-------- Data listing

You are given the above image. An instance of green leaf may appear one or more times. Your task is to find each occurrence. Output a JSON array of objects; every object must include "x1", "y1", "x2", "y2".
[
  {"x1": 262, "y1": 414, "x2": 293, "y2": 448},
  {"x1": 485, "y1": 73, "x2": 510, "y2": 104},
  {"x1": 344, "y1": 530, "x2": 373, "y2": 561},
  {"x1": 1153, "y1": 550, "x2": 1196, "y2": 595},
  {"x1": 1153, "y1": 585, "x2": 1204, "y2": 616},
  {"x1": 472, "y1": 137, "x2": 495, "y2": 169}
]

----------------
-------- Data listing

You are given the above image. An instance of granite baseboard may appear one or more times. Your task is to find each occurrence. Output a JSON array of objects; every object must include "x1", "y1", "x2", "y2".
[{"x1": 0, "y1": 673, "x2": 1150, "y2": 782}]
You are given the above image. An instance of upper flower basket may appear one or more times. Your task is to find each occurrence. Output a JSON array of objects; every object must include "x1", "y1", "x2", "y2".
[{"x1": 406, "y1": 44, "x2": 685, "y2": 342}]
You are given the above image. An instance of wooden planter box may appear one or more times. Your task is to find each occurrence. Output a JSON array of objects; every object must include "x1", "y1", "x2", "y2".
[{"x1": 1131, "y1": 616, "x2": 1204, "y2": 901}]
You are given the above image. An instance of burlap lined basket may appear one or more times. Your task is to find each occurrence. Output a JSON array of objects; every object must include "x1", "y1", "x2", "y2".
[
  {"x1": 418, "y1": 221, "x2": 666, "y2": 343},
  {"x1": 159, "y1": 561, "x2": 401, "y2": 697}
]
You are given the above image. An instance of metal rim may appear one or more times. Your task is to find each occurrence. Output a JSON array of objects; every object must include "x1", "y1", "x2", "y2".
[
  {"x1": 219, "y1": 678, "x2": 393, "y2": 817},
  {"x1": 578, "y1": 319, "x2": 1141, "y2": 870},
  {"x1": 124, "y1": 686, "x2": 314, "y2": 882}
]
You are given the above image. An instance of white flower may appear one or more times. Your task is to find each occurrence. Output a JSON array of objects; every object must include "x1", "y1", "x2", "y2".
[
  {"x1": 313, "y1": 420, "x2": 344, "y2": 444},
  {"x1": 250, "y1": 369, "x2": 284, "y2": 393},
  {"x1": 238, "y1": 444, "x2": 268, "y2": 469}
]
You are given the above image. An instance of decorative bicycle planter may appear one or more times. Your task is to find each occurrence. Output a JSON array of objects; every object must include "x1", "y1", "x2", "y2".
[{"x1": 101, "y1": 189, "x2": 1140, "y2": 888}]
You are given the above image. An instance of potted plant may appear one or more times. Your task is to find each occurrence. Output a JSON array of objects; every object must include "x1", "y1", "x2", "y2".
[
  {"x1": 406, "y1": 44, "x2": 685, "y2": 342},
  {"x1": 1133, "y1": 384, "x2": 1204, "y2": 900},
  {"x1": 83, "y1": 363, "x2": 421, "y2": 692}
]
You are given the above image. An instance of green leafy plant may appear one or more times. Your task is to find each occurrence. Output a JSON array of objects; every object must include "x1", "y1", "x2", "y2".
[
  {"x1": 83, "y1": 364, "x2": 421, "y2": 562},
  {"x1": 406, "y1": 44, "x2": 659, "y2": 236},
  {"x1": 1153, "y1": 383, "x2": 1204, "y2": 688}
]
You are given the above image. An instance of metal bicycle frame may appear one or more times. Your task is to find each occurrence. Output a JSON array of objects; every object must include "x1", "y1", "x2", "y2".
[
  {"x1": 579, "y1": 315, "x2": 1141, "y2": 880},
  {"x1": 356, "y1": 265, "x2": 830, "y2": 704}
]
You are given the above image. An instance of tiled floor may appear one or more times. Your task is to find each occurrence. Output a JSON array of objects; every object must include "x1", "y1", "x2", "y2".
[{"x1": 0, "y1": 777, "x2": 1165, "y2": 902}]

----------------
-------- Data listing

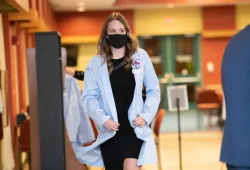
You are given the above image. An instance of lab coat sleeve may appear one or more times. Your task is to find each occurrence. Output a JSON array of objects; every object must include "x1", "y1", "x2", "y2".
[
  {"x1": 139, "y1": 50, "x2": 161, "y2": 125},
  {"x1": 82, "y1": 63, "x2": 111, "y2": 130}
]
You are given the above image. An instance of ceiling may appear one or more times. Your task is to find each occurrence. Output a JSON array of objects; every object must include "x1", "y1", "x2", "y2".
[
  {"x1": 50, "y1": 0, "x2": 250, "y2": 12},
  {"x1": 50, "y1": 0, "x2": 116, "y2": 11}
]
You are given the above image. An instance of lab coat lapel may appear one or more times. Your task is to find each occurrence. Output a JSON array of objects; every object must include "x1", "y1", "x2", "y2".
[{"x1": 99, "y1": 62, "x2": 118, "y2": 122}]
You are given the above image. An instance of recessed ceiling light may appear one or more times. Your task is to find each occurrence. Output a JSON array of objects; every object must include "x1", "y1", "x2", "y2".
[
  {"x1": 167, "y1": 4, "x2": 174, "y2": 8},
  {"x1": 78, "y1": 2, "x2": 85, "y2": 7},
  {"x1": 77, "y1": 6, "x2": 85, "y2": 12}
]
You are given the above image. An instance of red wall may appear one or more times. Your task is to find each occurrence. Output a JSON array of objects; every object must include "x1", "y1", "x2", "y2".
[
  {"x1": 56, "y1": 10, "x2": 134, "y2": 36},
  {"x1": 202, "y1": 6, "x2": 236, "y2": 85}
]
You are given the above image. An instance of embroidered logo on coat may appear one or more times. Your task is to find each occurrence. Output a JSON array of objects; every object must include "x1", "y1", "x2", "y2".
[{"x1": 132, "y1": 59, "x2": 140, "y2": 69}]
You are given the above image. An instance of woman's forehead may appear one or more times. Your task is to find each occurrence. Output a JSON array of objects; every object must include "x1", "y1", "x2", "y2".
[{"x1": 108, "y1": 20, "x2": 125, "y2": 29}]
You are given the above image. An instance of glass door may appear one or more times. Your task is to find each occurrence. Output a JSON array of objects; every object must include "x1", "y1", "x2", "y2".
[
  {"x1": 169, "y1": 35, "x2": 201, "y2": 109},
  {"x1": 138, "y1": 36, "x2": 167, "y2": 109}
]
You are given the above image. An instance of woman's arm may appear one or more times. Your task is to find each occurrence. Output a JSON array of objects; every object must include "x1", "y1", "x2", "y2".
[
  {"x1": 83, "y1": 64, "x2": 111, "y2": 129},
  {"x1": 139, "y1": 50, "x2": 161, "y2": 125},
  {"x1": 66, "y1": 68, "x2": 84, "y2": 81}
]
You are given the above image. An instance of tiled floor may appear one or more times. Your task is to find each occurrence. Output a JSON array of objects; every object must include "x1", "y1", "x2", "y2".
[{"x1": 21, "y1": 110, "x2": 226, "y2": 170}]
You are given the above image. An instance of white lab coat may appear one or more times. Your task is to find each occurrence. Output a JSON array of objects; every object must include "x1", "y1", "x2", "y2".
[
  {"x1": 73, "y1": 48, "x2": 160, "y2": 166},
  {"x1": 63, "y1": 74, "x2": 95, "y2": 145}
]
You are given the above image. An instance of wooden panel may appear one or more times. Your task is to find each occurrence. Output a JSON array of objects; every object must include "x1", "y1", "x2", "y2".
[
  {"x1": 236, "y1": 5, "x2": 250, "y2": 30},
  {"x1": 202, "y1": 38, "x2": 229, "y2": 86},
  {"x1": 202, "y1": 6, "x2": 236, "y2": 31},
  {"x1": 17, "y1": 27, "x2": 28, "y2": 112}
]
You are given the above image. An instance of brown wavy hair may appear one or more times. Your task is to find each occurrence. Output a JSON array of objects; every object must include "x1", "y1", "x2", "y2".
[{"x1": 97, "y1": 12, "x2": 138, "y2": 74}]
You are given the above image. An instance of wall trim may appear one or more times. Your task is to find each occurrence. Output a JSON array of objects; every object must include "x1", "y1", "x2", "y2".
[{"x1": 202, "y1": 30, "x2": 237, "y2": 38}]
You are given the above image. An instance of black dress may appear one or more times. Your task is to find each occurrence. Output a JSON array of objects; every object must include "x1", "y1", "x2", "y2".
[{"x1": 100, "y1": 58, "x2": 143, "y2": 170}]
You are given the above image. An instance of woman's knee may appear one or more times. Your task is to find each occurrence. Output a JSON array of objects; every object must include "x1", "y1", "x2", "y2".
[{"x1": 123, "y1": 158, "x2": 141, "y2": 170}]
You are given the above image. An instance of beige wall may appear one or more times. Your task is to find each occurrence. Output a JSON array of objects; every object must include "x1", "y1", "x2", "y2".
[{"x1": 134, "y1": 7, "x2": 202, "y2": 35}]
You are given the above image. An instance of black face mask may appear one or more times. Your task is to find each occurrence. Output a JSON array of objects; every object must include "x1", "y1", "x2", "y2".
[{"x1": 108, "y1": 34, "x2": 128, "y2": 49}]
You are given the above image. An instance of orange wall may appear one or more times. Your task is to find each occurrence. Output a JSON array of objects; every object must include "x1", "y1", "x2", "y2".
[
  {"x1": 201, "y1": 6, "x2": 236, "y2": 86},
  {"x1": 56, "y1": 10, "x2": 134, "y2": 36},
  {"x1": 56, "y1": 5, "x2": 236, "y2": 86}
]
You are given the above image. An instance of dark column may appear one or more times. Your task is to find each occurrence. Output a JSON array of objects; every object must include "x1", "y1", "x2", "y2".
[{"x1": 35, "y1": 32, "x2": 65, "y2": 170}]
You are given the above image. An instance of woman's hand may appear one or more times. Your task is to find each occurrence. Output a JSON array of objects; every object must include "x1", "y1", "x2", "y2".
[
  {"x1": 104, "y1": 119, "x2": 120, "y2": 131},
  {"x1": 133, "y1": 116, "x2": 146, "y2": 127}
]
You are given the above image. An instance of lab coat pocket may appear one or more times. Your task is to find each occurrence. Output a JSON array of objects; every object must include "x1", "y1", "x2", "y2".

----------------

Aim of the exercise:
Please copy word for word the lines from the one containing "You are given the above image. An instance of woman's hand" up to and including the one containing "lab coat pocket".

Result of this task:
You are given the above image. An instance of woman's hand may appear one or more times. Your task is to find each occurrence. Output a JSON array of objects; every object must include "x1", "y1", "x2", "y2".
[
  {"x1": 104, "y1": 119, "x2": 120, "y2": 131},
  {"x1": 133, "y1": 116, "x2": 146, "y2": 127}
]
You are given the above image. An instance of lab coat pocket may appear one or more times. Your task is to find each occurrence. Output a JSON array of objects; every object must include "x1", "y1", "x2", "y2".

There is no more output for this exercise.